# [TASK MATERIAL]
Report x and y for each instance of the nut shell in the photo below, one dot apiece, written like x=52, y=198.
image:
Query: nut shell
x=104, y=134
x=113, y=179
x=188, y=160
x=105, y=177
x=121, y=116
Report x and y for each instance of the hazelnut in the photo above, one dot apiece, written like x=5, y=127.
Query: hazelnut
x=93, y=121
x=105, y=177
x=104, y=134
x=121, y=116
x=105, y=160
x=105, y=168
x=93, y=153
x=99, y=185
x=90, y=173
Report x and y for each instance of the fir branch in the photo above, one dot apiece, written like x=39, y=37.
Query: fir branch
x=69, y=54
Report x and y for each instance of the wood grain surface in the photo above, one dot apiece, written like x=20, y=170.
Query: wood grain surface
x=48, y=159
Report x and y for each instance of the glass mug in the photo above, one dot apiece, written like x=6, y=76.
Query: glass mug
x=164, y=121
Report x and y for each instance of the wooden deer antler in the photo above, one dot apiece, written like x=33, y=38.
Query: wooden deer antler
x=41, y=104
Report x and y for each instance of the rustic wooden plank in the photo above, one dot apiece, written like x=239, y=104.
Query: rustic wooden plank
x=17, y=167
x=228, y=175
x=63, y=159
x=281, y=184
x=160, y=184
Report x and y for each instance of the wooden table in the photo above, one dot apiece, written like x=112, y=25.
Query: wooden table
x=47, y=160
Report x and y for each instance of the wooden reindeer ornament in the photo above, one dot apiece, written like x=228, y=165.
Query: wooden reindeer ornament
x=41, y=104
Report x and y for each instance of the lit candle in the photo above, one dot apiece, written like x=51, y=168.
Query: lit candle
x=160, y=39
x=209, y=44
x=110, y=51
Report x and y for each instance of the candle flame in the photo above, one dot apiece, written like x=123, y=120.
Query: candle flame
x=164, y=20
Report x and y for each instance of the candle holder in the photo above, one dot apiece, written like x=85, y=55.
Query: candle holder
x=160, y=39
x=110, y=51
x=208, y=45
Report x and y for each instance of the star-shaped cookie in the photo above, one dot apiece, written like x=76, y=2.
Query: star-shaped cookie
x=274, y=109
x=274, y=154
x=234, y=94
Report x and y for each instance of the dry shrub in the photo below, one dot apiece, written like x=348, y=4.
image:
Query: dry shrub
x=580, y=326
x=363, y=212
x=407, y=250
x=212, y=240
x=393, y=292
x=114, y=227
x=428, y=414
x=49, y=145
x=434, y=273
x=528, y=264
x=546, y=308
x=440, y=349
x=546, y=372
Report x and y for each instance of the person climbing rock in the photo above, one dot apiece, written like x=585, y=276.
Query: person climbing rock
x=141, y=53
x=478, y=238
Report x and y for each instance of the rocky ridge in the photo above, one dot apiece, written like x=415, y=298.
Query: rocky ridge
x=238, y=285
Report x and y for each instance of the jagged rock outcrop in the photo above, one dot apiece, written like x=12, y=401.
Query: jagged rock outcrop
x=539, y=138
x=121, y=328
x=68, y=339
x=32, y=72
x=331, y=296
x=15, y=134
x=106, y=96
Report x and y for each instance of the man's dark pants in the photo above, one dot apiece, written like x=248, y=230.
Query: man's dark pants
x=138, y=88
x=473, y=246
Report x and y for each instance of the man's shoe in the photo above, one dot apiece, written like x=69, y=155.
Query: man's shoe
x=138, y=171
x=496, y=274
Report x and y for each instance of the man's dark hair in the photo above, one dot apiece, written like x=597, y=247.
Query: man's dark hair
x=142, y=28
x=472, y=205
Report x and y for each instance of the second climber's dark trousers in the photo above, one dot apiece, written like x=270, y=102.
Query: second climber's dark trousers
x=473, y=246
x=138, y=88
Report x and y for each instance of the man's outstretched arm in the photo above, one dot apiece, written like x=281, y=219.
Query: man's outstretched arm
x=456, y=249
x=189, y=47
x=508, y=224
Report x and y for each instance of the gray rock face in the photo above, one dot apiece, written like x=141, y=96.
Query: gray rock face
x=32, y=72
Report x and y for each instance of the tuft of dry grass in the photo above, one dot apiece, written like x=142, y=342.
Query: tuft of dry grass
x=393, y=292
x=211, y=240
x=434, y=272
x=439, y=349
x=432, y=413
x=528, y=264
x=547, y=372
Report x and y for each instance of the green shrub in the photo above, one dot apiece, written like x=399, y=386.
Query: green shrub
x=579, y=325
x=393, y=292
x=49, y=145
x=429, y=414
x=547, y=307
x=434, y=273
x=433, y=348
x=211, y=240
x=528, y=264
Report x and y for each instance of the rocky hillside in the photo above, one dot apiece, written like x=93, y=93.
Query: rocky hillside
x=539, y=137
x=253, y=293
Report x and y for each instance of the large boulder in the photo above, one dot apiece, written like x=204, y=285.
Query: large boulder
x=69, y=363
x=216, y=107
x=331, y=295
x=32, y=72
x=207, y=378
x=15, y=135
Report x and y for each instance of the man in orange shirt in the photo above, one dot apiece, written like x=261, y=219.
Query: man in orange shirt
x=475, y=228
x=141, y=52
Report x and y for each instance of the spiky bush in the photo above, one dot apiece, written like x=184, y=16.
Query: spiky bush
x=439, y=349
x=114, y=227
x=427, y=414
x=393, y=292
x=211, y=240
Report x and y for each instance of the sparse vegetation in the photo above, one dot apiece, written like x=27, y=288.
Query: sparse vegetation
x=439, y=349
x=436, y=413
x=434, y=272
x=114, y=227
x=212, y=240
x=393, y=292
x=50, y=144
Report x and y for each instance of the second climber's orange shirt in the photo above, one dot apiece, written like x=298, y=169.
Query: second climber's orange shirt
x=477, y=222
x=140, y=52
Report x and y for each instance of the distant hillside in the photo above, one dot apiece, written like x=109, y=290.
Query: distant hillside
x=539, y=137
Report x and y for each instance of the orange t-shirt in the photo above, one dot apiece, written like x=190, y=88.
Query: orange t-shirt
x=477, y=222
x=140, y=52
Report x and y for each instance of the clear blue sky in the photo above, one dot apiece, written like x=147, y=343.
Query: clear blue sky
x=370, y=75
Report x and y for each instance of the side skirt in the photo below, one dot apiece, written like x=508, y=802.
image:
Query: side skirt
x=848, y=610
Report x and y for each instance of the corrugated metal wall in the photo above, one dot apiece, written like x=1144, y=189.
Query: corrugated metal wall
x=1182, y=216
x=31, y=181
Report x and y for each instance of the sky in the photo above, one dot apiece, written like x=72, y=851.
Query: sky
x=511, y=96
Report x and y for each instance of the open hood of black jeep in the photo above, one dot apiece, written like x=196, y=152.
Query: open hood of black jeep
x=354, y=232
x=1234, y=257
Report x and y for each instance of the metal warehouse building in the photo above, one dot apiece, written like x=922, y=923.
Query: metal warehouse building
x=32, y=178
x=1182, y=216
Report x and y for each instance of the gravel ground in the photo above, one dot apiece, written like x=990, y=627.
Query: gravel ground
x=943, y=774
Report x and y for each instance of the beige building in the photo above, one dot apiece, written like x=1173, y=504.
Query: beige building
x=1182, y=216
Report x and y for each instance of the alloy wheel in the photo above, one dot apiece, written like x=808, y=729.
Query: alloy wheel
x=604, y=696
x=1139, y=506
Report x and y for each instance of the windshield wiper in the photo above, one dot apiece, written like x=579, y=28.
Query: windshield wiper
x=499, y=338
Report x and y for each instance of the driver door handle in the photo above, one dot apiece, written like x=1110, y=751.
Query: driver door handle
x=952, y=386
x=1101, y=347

# [PROBLEM TO SOLVE]
Change every "one dot apiece" in the items above to "a single dot each", keeping everything else the same.

# [SOLUTION TO THIS PROBLEM]
Report x and y for each instance of the nut shell in the photo below, a single dot each, written like x=52, y=198.
image:
Query: nut shell
x=104, y=134
x=113, y=179
x=188, y=160
x=105, y=177
x=121, y=116
Report x and y for each instance of the hazelnut in the photo above, a single dot each, written like x=5, y=127.
Query: hazelnut
x=93, y=121
x=105, y=177
x=104, y=134
x=121, y=116
x=105, y=160
x=105, y=168
x=93, y=153
x=99, y=185
x=90, y=173
Report x and y for each instance of the fir branch in the photo above, a single dot each, written like x=39, y=37.
Query: fir branch
x=69, y=54
Report x and y for each instance of the wood grain surface in the photo above, a single dot each, written like x=20, y=170.
Query: wood grain surface
x=48, y=159
Report x and y for each instance of the glass mug in the photo above, a single dot each, written like x=6, y=76.
Query: glass mug
x=164, y=121
Report x and y for each instance of the wooden deer antler in the photo above, a single dot each, written like x=33, y=38.
Query: wooden deer antler
x=41, y=104
Report x and y for each instance of the rustic wooden plank in the photo above, a single dot each, written like x=239, y=104.
Query: rustic wooden plank
x=17, y=167
x=228, y=175
x=63, y=159
x=281, y=184
x=160, y=184
Report x and y for each instance of the wooden table in the photo above, a single dot each, written like x=112, y=25.
Query: wooden table
x=47, y=160
Report x and y for each instance of the wooden reindeer ornament in the photo above, a single dot each, written like x=228, y=165.
Query: wooden reindeer ornament
x=41, y=104
Report x and y for each instance of the lit candle in the photo above, a single dot each, written like x=51, y=168.
Query: lit candle
x=160, y=39
x=209, y=44
x=110, y=51
Report x and y for each instance of the candle flame in the photo above, a single dot each, written like x=123, y=120.
Query: candle flame
x=164, y=20
Report x and y for each instance of the candle holder in the photo above, a single dot each, written like x=85, y=55.
Query: candle holder
x=160, y=39
x=110, y=51
x=208, y=45
Report x and y for each instance of the star-shaped cookie in the photo above, a single dot each, written like x=76, y=2.
Query: star-shaped cookie
x=274, y=109
x=274, y=154
x=234, y=94
Report x and y for each instance of the dry shrub in the photo below, a single dot each, written like x=348, y=4.
image:
Query: dry shrub
x=580, y=326
x=363, y=212
x=407, y=250
x=212, y=240
x=393, y=292
x=114, y=227
x=428, y=414
x=49, y=145
x=434, y=273
x=528, y=264
x=546, y=308
x=440, y=349
x=546, y=372
Report x and y for each instance of the person climbing rock in the photo above, a single dot each, written like x=585, y=276.
Query: person climbing rock
x=141, y=53
x=478, y=238
Report x and y for each instance of the rocky ridge in the photo above, a single dot each, written like x=415, y=298.
Query: rocky ridge
x=238, y=285
Report x and y for each instance of the jagged rock outcrop in the photo above, a single dot each, written like x=12, y=401.
Query: jagged rock outcrop
x=539, y=138
x=121, y=328
x=68, y=339
x=32, y=72
x=331, y=296
x=15, y=134
x=106, y=96
Report x and y for each instance of the man's dark pants in the photo above, a single dot each, written like x=248, y=230.
Query: man's dark pants
x=138, y=88
x=473, y=246
Report x and y for each instance of the man's shoe in the photo above, a single dot each, written like x=69, y=155.
Query: man's shoe
x=138, y=171
x=496, y=274
Report x and y for each instance of the man's dark hair in the photo above, a single dot each, written like x=597, y=247.
Query: man's dark hair
x=142, y=28
x=472, y=205
Report x and y for each instance of the second climber's dark trousers in the photo above, a single dot each, written like x=270, y=102.
Query: second climber's dark trousers
x=473, y=246
x=138, y=88
Report x and y for each instance of the man's outstretched arm in the photo above, a single dot each, written like x=281, y=219.
Query: man's outstretched arm
x=456, y=249
x=189, y=47
x=508, y=224
Report x and y for each instance of the gray rock face in the photo above, a single dot each, written like x=141, y=96.
Query: gray rock face
x=32, y=72
Report x and y for each instance of the tuft of dry grass in the photo above, a single dot each, written like x=142, y=342.
Query: tuft of dry grass
x=393, y=292
x=211, y=240
x=434, y=272
x=439, y=349
x=432, y=413
x=528, y=264
x=547, y=372
Report x and y for each instance of the green shrub in the photo above, a single dot each, written like x=399, y=386.
Query: green shrub
x=579, y=325
x=393, y=292
x=49, y=145
x=429, y=414
x=547, y=307
x=434, y=273
x=433, y=348
x=211, y=240
x=528, y=264
Report x and y for each instance of the rocky hillside in the photo above, a single dot each, written like x=93, y=93.
Query: rocky hillside
x=539, y=137
x=253, y=293
Report x and y for each instance of the large boulder in the photo above, a single dot each, written like x=204, y=285.
Query: large boulder
x=69, y=363
x=216, y=107
x=331, y=295
x=32, y=72
x=207, y=378
x=15, y=135
Report x and y for each instance of the man in orange shirt in the photo above, a single dot each, written like x=261, y=219.
Query: man in orange shirt
x=475, y=228
x=141, y=52
Report x and y for each instance of the spiky bush in the photo above, a single dot each, written like x=184, y=16.
Query: spiky bush
x=439, y=349
x=114, y=227
x=427, y=414
x=393, y=292
x=211, y=240
Report x and y for each instance of the sparse vegetation in the photo above, a single dot each, written like x=27, y=288.
Query: sparse vegetation
x=439, y=349
x=436, y=413
x=434, y=272
x=114, y=227
x=212, y=240
x=393, y=292
x=50, y=144
Report x and y for each instance of the second climber's orange shirt in the photo above, a single dot each, written like x=298, y=169.
Query: second climber's orange shirt
x=477, y=222
x=140, y=52
Report x and y for each instance of the distant hillside in the photo above, a single dot each, written like x=109, y=290.
Query: distant hillside
x=539, y=137
Report x and y for each instance of the orange t-shirt in the photo above, a single dot each, written like x=190, y=88.
Query: orange t-shirt
x=477, y=222
x=140, y=52
Report x and y for each instance of the clear blue sky in the photo above, a single dot each, written like x=147, y=343.
Query: clear blue sky
x=370, y=75
Report x and y for each instance of the side skirt in the photo below, a single dot each, written like x=508, y=802.
image:
Query: side skirt
x=848, y=610
Report x and y for each instance of the corrugated metal wall in the photo above, a single dot each, written like x=1144, y=189.
Query: corrugated metal wall
x=1182, y=216
x=31, y=181
Report x and y for each instance of the sky in the photo above, a single dot each, written like x=72, y=851.
Query: sky
x=511, y=96
Report x and y for each instance of the open hood of black jeep in the photo above, a single dot each, written like x=196, y=152.
Query: open hood of black jeep
x=354, y=232
x=1234, y=257
Report x and y for each instance of the metal warehouse building in the photo above, a single dot each, written like x=922, y=923.
Query: metal warehouse building
x=32, y=178
x=1182, y=216
Report x and y for each instance of the gravel ground in the photo above, a single dot each, written like x=990, y=627.
Query: gravel ground
x=943, y=774
Report x and y for each instance of the beige building in the photo above, a single dot each, written like x=1173, y=504.
Query: beige building
x=1182, y=216
Report x and y for each instance of the alloy wheel in the photo above, a single dot each, written like x=808, y=729.
Query: alloy wheel
x=604, y=696
x=1139, y=506
Report x and y for each instance of the windshield wiper in the photo above, a single dot each, written like x=579, y=28.
Query: windshield wiper
x=499, y=338
Report x and y for each instance of the driver door handle in the photo above, a single dot each, written like x=1110, y=751.
Query: driver door handle
x=952, y=386
x=1101, y=347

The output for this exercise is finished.